**What you will do:** Word for word, reproduce every line of the data.

**Listed records:**
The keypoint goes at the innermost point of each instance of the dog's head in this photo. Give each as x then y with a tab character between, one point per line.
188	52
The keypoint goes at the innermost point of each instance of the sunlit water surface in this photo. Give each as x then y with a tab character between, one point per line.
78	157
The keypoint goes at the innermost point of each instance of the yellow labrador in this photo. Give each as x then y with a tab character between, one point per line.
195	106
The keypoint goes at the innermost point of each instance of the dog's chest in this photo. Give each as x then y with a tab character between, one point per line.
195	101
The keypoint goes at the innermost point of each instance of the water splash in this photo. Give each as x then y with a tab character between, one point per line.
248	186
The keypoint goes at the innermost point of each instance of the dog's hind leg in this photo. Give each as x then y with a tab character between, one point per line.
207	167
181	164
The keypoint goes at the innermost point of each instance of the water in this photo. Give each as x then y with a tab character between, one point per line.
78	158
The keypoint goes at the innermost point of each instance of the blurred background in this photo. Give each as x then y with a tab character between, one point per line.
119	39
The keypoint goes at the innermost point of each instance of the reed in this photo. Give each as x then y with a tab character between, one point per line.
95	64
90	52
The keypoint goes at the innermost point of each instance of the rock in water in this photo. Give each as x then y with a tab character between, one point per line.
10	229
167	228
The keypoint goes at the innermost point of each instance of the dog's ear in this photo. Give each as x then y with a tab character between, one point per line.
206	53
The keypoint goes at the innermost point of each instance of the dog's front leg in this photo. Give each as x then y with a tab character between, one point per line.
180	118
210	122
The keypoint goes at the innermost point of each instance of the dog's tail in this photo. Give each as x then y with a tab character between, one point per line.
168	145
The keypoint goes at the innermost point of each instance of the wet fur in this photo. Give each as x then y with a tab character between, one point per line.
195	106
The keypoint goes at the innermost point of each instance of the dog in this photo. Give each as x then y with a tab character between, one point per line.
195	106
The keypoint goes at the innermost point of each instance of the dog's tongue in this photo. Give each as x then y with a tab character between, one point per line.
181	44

**Exercise result:**
The keypoint goes at the innermost point of each instance of the dog's head in this photo. Give each as x then y with a tab character between, one point per line.
188	52
The keypoint goes at the innermost point of each instance of the sunlit water surface in this photo. Give each as x then y with a tab character between, one point per line.
78	157
The keypoint goes at the innermost point of each instance of the yellow labrador in this photo. Give each as x then y with a tab character between, one point per line.
195	106
The keypoint goes at the innermost point of each instance of the dog's chest in this photo. Give each as x then y with a tab character between, one point per line.
195	101
The keypoint goes at the innermost point of each instance of the water splash in this photo. Give each as x then y with a tab character between, one point per line.
248	186
The keypoint goes at the innermost point of each instance of the dog's hind leg in this photo. Give each as x then y with a tab character between, one point per line.
207	167
181	164
The keypoint goes at the innermost point of each instance of the water in this photo. Give each as x then y with a tab character between, one point per line.
78	158
The keypoint goes at the innermost point of each instance of the blurred background in this photo. Give each as x then y with a tab character between, one point per line.
119	39
The keypoint goes at the innermost point of each instance of the reed in this photo. Give each as x then y with a tab character between, one point per line.
95	64
90	52
The keypoint goes at the innermost point of each instance of the rock in water in this photo. Give each as x then y with a tab character between, one point per line.
10	229
167	228
The keypoint goes at the innermost point of each instance of the dog's ear in this photo. Give each as x then y with a tab character between, one point per line.
206	53
The keypoint goes at the innermost point of each instance of the dog's front leg in this photo. Give each as x then y with a tab character between, one point per line.
180	118
210	122
The keypoint goes at the innermost point of each instance of the dog's tail in this photo. Give each as x then y with a tab character between, one point per line.
168	145
The keypoint goes at the innermost point of each instance of the wet fur in this photo. Give each as x then y with a tab character between, one point per line.
195	106
The keypoint goes at the innermost point of each instance of the dog in this photo. Give each as x then y with a tab character between, one point per line.
195	106
The keypoint goes at the innermost point of each instance of the dog's tongue in this photo. Give each as x then y with a tab character between, one point per line.
181	44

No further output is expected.